*Opdrachten*:
A. Neem het deel van de uitspraak van de rechtbank van "RECHTBANK DEN HAAG" tot en met "mr. T. Rook)." over en vervang daarin "gemachtigde" door "vertegenwoordiger".
B. Zet de uitspraak van de rechtbank voort vanaf het punt waar deze ophoudt.

*Tekstfragment*:
● ● ● ●

Daarnaast heeft eiseres schadevergoeding gevraagd wegens overschrijding van de redelijke termijn in de procedure. De rechtbank heeft vastgesteld dat de redelijke termijn van twee jaar is overschreden met een half jaar, en heeft de Staat der Nederlanden veroordeeld tot betaling van € 500,- als schadevergoeding. Ook zijn de proceskosten van eiseres vastgesteld op € 379,50. De rechtbank heeft de Staat der Nederlanden in beide kosten veroordeeld, maar het beroep zelf is ongegrond verklaard.

Uitspraak

RECHTBANK DEN HAAG

Bestuursrecht
zaaknummer: SGR 20/6845

uitspraak van de enkelvoudige kamer van 19 augustus 2022 in de zaak tussen

[eiseres] , uit [woonplaats] , eiseres

(gemachtigde: mr. B.F. Desloover),
en
de Raad van bestuur van het Uitvoeringsinstituut werknemersverzekeringen, verweerder
(gemachtigde: mr. T. Rook).

● ● ● ●

[Annotatiegegevens met punten]

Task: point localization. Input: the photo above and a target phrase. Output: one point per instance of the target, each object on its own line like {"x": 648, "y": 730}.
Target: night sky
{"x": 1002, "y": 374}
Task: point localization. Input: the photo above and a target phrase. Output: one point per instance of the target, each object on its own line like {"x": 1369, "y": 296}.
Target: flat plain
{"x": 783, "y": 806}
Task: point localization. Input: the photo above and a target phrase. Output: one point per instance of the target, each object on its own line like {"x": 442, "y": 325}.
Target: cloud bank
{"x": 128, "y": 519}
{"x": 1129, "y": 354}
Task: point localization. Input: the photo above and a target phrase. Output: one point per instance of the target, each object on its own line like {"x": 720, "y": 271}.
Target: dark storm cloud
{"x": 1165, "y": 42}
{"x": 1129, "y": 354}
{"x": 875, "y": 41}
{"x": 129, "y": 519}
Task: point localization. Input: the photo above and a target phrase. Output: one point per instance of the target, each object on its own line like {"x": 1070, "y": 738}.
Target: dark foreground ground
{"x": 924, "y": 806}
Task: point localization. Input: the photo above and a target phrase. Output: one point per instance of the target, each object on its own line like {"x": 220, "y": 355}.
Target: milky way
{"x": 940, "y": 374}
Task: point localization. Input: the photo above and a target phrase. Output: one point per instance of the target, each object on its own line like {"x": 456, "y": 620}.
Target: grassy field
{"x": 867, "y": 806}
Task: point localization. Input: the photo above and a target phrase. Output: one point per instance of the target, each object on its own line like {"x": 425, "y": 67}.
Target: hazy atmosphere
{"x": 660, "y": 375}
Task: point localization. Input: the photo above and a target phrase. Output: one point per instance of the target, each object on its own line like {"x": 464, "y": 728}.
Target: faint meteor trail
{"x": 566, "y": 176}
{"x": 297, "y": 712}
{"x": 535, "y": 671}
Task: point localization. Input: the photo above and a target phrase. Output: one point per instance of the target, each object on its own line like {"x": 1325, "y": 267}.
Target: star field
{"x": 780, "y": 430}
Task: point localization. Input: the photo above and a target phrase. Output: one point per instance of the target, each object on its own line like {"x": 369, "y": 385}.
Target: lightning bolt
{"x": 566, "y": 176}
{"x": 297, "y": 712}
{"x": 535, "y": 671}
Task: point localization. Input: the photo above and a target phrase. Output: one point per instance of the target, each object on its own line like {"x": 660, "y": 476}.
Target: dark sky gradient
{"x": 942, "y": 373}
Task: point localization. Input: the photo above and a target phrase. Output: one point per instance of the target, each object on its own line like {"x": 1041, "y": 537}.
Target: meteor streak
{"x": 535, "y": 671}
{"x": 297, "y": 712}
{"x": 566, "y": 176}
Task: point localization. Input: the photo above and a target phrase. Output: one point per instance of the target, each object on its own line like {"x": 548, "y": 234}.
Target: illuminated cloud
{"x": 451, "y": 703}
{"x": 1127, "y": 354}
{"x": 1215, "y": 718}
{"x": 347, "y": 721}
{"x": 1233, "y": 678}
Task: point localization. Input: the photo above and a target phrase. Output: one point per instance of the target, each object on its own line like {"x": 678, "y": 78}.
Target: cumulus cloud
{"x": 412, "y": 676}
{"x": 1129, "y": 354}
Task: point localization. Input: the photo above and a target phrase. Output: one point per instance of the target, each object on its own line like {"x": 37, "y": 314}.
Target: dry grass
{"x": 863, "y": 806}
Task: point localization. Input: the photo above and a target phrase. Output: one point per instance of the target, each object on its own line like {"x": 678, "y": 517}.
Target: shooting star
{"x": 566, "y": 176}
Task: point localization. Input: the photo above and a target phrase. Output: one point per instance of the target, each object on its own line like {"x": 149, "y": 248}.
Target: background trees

● ● ● ●

*Antwoorden per opdracht*:
A.
RECHTBANK DEN HAAG

Bestuursrecht
zaaknummer: SGR 20/6845

uitspraak van de enkelvoudige kamer van 19 augustus 2022 in de zaak tussen

[eiseres] , uit [woonplaats] , eiseres

(vertegenwoordiger: mr. B.F. Desloover),
en
de Raad van bestuur van het Uitvoeringsinstituut werknemersverzekeringen, verweerder
(vertegenwoordiger: mr. T. Rook).

B.
en

de Staat der Nederlanden (minister van Justitie en Veiligheid).

Procesverloop

Met het besluit van 16 maart 2020 (het primaire besluit) heeft verweerder bepaald dat eiseres per 12 mei 2020 geen recht heeft op een uitkering op grond van de Wet werk en inkomen naar arbeidsvermogen (WIA).
Met het besluit van 14 september 2020 (het bestreden besluit) heeft verweerder het bezwaar van eiseres tegen het primaire besluit ongegrond verklaard.
Eiseres heeft tegen het bestreden besluit beroep ingesteld.
Verweerder heeft een verweerschrift ingediend.
De rechtbank heeft het beroep op 5 januari 2022 met behulp van een beeldverbinding op zitting behandeld. Eiseres is verschenen, bijgestaan door haar gemachtigde. Verweerder heeft zich laten vertegenwoordigen door zijn gemachtigde.
De rechtbank heeft het onderzoek ter zitting geschorst, zodat eiseres op een fysiek spreekuur onderzocht kon worden door de verzekeringsarts bezwaar en beroep (b&b).
Op 28 februari 2022 heeft de rechtbank het rapport van het verzekeringsgeneeskundig onderzoek van 21 februari 2022 ontvangen. Dit is in afschrift naar eiseres toegezonden. Op 30 maart 2022 is een reactie van eiseres ontvangen.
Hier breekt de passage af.